**ENTRIES SHOWN:**
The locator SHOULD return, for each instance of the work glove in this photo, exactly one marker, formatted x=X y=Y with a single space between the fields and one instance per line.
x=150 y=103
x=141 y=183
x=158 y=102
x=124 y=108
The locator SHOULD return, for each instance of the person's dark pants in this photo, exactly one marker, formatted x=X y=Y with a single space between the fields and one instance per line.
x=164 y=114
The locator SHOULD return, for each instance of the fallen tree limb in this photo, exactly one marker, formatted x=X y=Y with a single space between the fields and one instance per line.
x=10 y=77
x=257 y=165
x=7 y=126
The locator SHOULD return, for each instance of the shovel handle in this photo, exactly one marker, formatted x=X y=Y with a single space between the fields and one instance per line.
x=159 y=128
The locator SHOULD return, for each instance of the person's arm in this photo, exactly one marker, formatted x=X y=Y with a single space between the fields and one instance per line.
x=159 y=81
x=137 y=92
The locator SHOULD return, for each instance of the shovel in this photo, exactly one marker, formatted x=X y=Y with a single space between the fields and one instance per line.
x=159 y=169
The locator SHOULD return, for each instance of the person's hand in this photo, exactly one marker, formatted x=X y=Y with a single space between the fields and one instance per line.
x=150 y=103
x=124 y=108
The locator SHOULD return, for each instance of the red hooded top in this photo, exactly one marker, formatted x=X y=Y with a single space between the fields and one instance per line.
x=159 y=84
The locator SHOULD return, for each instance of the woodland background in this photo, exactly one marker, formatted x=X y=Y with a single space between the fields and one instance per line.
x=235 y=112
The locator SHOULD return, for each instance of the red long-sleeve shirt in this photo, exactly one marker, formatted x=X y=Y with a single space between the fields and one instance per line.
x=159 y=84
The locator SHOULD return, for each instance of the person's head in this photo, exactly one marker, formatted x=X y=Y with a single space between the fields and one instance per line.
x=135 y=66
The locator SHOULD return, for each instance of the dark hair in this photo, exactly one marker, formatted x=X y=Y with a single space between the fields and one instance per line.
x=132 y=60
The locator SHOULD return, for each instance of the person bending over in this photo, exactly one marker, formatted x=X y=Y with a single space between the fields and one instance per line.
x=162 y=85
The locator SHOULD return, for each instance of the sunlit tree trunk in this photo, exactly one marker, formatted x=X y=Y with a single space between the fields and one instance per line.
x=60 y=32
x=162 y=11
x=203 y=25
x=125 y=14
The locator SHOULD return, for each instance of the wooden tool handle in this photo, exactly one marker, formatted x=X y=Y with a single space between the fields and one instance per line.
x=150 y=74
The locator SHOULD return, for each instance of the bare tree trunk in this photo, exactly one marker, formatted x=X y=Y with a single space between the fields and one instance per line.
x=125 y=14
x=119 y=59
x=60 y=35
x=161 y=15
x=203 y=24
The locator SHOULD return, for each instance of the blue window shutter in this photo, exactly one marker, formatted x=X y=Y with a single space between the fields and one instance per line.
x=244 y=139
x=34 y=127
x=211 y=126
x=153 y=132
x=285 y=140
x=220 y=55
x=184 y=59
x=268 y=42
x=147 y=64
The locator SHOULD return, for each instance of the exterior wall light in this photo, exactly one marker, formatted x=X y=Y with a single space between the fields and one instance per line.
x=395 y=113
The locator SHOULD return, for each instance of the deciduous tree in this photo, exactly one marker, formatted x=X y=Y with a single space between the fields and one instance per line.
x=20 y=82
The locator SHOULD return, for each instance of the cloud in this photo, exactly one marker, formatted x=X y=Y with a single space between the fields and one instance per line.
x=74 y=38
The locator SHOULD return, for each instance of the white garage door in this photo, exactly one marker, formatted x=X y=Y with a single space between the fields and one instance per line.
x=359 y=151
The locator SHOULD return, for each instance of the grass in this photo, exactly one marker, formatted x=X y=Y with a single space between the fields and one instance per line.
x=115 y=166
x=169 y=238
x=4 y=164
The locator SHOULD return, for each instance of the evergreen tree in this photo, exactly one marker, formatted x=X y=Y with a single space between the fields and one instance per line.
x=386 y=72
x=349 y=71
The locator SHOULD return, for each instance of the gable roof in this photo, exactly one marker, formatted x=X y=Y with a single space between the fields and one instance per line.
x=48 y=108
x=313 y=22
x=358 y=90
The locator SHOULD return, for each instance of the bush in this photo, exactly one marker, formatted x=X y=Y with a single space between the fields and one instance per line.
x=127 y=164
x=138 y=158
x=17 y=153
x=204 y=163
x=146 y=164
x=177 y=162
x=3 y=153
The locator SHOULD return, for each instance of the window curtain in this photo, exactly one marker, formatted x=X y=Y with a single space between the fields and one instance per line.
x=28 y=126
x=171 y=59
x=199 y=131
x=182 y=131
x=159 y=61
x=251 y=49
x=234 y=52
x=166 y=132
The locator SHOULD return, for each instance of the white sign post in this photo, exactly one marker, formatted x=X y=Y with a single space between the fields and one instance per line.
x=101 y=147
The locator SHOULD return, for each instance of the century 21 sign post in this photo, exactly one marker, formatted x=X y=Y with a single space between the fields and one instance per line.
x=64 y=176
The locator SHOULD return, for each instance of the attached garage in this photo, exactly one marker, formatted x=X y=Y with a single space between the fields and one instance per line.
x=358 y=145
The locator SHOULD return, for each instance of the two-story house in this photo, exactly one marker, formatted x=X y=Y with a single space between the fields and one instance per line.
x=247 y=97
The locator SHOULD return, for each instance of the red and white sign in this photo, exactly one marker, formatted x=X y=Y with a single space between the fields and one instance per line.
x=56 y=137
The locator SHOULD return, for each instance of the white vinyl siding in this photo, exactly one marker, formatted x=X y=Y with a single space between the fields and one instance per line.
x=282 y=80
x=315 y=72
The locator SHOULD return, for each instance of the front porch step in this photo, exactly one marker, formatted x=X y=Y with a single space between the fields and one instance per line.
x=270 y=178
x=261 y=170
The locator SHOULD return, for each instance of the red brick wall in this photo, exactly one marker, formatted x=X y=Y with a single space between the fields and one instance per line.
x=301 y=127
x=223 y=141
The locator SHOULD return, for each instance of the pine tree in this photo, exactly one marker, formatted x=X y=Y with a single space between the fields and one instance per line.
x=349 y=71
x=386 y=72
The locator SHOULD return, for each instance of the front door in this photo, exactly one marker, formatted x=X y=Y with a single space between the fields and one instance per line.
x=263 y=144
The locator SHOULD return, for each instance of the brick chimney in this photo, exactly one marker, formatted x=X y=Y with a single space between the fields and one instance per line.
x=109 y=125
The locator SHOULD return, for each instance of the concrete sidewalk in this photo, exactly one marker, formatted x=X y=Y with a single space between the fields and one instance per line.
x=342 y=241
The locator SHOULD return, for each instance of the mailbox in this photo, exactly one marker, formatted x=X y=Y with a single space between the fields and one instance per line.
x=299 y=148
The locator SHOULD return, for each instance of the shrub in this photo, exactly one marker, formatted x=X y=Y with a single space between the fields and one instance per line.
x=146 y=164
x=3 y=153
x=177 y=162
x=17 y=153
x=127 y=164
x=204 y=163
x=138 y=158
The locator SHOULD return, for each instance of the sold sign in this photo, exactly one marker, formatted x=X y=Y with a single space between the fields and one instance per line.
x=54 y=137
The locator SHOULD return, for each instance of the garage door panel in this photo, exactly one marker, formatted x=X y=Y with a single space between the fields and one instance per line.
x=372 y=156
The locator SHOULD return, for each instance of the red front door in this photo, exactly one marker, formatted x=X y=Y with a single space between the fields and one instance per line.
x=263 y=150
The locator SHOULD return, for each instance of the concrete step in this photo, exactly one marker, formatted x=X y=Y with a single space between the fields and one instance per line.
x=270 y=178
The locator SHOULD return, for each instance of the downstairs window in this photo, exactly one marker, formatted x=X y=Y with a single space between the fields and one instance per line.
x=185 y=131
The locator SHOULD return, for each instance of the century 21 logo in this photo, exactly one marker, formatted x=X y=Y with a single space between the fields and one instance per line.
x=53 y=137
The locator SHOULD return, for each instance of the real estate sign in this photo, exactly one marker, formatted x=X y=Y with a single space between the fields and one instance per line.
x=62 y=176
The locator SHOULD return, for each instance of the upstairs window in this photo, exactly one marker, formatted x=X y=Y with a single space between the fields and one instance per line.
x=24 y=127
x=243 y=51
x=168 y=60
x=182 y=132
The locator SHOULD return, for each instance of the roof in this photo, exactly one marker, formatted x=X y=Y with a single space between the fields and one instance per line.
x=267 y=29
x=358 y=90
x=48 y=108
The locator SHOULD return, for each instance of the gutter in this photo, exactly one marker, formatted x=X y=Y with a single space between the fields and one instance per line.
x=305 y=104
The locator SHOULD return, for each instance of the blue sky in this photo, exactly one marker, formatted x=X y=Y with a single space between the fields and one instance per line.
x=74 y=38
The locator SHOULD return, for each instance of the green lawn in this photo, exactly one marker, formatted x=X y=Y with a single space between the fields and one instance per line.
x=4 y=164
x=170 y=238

**WRITTEN REQUEST:** Duplicate the records above from the line with "the concrete step" up to and including the line with "x=185 y=131".

**TASK ANSWER:**
The locator SHOULD return, for each instance of the concrete step in this photo, exactly one marker, formatted x=X y=Y with a single space between the fields and one instance per line.
x=270 y=178
The locator SHOULD return, for each instance of the downstairs window in this photo, exactly one marker, formatted x=X y=Y with a single space between the fields and one instance per line.
x=185 y=131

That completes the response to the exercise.